[Stored dataset items]
+++++

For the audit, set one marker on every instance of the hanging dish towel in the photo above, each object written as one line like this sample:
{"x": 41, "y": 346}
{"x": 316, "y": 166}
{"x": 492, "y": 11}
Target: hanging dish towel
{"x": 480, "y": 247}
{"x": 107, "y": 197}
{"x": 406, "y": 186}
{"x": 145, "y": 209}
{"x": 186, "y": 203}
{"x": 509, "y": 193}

+++++

● **Stated task**: Rewrite the material with every "dish towel" swapped for "tea towel", keeping all other text the same.

● **Answer for this exercise**:
For the audit, set one marker on every instance of the hanging tea towel in the photo above, each object written as one line like this sample:
{"x": 41, "y": 346}
{"x": 316, "y": 166}
{"x": 492, "y": 11}
Target: hanging tea towel
{"x": 480, "y": 247}
{"x": 107, "y": 197}
{"x": 406, "y": 186}
{"x": 145, "y": 209}
{"x": 186, "y": 203}
{"x": 509, "y": 193}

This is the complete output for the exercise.